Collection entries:
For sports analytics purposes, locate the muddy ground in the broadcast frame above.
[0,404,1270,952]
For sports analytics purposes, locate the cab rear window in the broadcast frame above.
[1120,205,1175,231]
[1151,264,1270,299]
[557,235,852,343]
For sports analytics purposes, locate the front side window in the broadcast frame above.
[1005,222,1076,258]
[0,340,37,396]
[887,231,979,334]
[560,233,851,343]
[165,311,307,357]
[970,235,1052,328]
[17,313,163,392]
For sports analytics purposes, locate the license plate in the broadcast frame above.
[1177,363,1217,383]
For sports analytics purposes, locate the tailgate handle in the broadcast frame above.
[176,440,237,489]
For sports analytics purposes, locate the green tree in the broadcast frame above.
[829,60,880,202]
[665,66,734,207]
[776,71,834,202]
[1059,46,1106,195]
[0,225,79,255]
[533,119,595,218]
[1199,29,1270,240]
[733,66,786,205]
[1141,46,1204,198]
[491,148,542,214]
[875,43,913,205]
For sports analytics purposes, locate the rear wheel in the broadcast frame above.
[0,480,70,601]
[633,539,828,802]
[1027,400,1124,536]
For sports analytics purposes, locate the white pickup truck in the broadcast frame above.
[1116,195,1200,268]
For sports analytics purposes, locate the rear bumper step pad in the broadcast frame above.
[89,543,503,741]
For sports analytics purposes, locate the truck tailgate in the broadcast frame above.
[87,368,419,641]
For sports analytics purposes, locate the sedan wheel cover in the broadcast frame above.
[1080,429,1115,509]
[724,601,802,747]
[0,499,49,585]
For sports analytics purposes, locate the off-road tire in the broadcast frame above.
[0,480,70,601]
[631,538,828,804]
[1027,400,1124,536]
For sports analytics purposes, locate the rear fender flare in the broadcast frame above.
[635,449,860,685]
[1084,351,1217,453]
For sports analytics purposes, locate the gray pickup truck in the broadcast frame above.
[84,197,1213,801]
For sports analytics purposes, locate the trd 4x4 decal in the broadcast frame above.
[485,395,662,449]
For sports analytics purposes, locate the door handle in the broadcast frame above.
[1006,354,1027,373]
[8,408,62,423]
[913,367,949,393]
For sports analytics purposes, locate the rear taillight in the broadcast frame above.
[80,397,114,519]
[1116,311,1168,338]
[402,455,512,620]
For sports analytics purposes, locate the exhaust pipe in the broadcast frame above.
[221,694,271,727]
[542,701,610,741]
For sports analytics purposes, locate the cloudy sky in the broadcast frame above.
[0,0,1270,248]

> _REQUIREMENT_
In every one of the entries, change "sports analytics" to "match review" and keep all other text the same.

> _WRITTEN RESPONSE_
For match review purposes, locate the muddy ground in the broadcast frame above.
[0,404,1270,952]
For match review purposes, locate the cab rear window in the broadcast frame above.
[1120,205,1175,231]
[1151,264,1270,299]
[557,235,852,343]
For match review purposes, locate the front side window in the broadcast frame above.
[1005,222,1076,258]
[0,340,37,396]
[887,231,979,334]
[560,233,851,343]
[165,311,307,357]
[970,235,1052,328]
[17,313,163,392]
For match review purposes, locate the license plate in the broadcast frame above.
[1177,363,1217,383]
For match review purposes, locate the tailgate handle in the broadcast frame above.
[176,440,237,489]
For match review purposes, locate the green tree in the broadcast frame above.
[829,60,880,202]
[665,66,734,207]
[776,71,834,202]
[1059,46,1106,195]
[0,225,79,255]
[533,119,595,218]
[1199,29,1270,240]
[733,66,786,205]
[1141,46,1204,198]
[491,148,542,214]
[875,43,913,205]
For match review purposes, locate the rear wheel in the broadcast frame above.
[0,480,70,601]
[633,539,828,802]
[1027,400,1124,536]
For match review purposes, locate the white pickup truck in the broadcast frame above.
[1116,195,1200,268]
For match review purposes, locate the rear bumper step pad in the broadcast frame above.
[89,543,503,741]
For match review purposes, locate the truck tailgate in the broadcast frame above.
[87,368,419,641]
For match review purposes, locate the sedan wheel cover in the broadcast frame above.
[1080,429,1115,509]
[724,601,802,747]
[0,499,49,585]
For match review purposes, locate the off-road tire in the broadcast frame above.
[0,480,70,601]
[631,538,828,804]
[1027,400,1124,536]
For match review purposes, locate the rear fender flare in the broadcast frame above.
[635,449,860,685]
[1084,351,1217,453]
For match review purposes, locate the gray pickup truck in the broadcast frame above.
[84,197,1213,801]
For match review purposes, locate the trd 4x4 decal in the broadcast frame above.
[485,395,662,449]
For match review purposes, locate the door handle in the broadcast frame above.
[1006,354,1027,373]
[8,408,62,423]
[913,367,949,393]
For match review purposes, locate the rear taillight in the broadcast frame above.
[80,397,114,519]
[1116,311,1168,338]
[402,455,512,620]
For match review purposes, locate the exhaust pipe in the broadcast frame above.
[221,694,271,727]
[542,701,610,741]
For match review purposes, locate the cloudy sky in the broadcast frame above.
[0,0,1270,248]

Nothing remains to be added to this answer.